▼

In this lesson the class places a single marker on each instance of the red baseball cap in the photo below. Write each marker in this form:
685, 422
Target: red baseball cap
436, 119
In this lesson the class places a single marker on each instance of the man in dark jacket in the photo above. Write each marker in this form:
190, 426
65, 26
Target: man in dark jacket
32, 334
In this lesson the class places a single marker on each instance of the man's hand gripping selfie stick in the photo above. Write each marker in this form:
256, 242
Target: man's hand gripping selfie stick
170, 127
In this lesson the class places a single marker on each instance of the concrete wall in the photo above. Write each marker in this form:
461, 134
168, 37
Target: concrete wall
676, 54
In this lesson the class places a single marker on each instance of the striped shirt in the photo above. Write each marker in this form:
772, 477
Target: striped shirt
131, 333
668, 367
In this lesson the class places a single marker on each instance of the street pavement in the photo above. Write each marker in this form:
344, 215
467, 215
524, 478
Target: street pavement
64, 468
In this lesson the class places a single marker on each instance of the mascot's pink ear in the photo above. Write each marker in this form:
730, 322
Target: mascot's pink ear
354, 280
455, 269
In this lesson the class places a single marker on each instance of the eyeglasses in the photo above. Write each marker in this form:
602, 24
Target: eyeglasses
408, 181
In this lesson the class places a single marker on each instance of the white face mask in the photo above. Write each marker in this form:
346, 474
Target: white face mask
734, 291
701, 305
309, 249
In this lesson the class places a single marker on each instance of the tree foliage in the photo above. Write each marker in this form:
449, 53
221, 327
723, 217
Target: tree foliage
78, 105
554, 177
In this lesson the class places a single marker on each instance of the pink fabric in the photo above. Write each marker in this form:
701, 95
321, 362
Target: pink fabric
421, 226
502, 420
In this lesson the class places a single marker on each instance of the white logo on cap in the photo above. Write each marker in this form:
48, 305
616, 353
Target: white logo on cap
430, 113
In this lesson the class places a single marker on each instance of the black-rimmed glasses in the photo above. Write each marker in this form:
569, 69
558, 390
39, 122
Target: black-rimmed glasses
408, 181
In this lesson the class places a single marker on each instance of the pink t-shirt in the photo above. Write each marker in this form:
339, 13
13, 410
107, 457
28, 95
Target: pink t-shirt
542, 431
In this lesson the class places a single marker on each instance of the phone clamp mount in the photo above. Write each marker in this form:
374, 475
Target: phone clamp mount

▲

■ Task: Write out exactly the lines of the entries above that run from the line containing "of the black-rimmed" through the last line, including both.

■ Final answer:
In this lesson the class places a single marker on each instance of the black-rimmed glasses in the photo above. Write each marker in this form:
569, 69
558, 390
39, 122
Target: black-rimmed glasses
408, 181
In this lesson the class places a single marker on each instance of the pink t-shirt in the photo above. Write each marker in this form:
339, 13
13, 410
107, 457
28, 95
Target: pink t-shirt
542, 431
In this lesson the class places a single marker on each instance of the phone clamp mount in the photo above. Write each marker in this form:
374, 475
Target: phone clamp mount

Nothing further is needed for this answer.